All lines in the records below with the word "each" must be returned.
*** Input data Section Begins ***
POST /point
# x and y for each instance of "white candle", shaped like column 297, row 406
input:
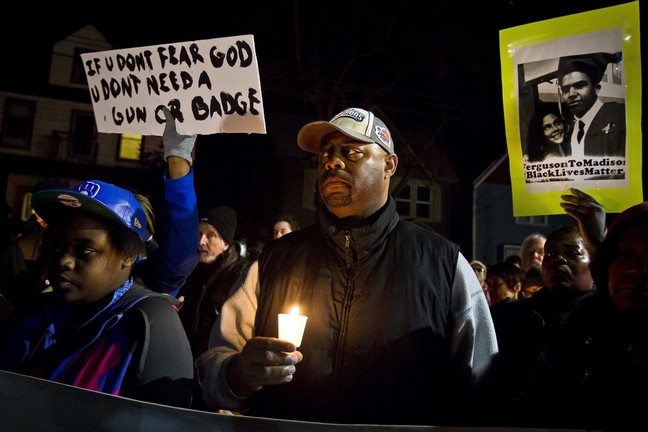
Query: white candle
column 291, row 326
*** Input data Section Ends ***
*** Input data Section Begins ***
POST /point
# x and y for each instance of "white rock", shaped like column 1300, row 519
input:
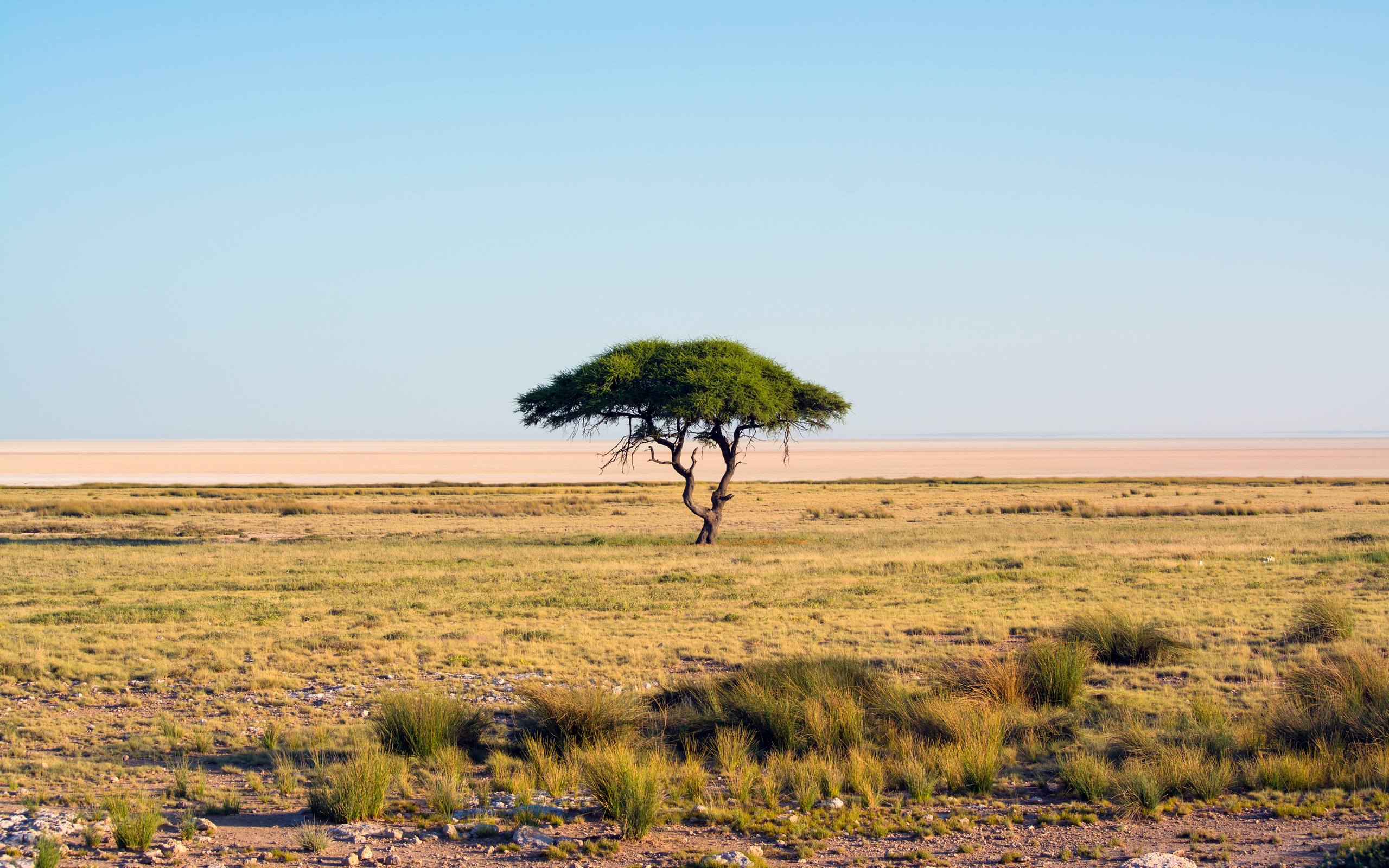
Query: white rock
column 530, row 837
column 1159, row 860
*** Input data Section Ends ***
▶ Output of the task:
# x and y for each instance of "white candle", shaped like column 297, row 406
# x and y for each instance of "white rock", shaped like column 1300, row 519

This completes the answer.